(Beginning of RECORDS FOR THE EXERCISE)

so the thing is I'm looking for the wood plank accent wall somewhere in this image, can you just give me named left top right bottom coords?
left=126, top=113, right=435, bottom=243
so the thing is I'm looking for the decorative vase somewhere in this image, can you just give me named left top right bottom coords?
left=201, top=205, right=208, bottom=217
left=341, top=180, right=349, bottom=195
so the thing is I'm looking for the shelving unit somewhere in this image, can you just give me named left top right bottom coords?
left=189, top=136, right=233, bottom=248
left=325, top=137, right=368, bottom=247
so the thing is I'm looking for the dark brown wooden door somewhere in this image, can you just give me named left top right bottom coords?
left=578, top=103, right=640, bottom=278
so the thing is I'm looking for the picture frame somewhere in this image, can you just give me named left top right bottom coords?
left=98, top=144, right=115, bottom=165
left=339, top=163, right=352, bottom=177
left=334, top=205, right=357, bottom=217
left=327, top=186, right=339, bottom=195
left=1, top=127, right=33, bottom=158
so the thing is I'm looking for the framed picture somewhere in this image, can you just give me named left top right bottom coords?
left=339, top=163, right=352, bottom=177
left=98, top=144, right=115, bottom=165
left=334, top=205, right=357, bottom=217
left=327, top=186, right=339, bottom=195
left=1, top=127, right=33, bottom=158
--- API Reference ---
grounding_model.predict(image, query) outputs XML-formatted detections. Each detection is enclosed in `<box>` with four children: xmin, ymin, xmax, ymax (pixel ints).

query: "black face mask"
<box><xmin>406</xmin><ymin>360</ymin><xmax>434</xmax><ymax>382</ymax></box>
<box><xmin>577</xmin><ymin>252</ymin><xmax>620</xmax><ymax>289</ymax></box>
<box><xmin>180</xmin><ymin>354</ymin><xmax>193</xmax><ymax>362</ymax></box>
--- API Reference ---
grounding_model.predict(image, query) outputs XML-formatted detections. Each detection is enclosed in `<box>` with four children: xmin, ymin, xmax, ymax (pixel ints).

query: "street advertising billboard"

(End of RECORDS FOR THE EXERCISE)

The entries above must be copied verbatim. Leave none out.

§ EXERCISE RESPONSE
so the thing is I'm looking for the wood plank accent wall somewhere in this image, can you just give me named left top right bottom coords?
left=126, top=113, right=435, bottom=243
so the thing is I'm looking for the decorative vase somewhere in this image, can you just give me named left top right bottom coords?
left=201, top=205, right=208, bottom=217
left=341, top=180, right=349, bottom=195
so the thing is I'm looking for the shelving unit somewhere in this image, can you just give me named left top right bottom coords?
left=189, top=136, right=233, bottom=248
left=325, top=137, right=368, bottom=247
so the thing is I'm looking for the dark brown wooden door somewhere in this image, can you just give me named left top right bottom coords?
left=578, top=103, right=640, bottom=278
so the thing is I'm looking for the picture frame somewhere in this image, can you just give me named left top right bottom coords?
left=98, top=144, right=115, bottom=165
left=339, top=163, right=352, bottom=177
left=334, top=205, right=357, bottom=217
left=327, top=186, right=339, bottom=195
left=1, top=127, right=33, bottom=158
so the thing is I'm looking for the framed picture somewhere in this image, can you just give me named left top right bottom coords?
left=339, top=163, right=352, bottom=177
left=98, top=144, right=115, bottom=165
left=334, top=205, right=357, bottom=217
left=327, top=186, right=339, bottom=195
left=1, top=127, right=33, bottom=158
--- API Reference ---
grounding_model.predict(image, query) outputs XML-formatted detections. Each detection is enclosed in `<box>` with four children: xmin, ymin, xmax, ymax (pixel ints).

query: "black face mask"
<box><xmin>406</xmin><ymin>360</ymin><xmax>434</xmax><ymax>382</ymax></box>
<box><xmin>577</xmin><ymin>252</ymin><xmax>620</xmax><ymax>289</ymax></box>
<box><xmin>180</xmin><ymin>354</ymin><xmax>193</xmax><ymax>362</ymax></box>
--- API Reference ---
grounding_model.predict(image, query) outputs XML-formatted detections. Each detection is enclosed in `<box>` with four children: xmin, ymin, xmax, ymax (pixel ints).

query: "street advertising billboard"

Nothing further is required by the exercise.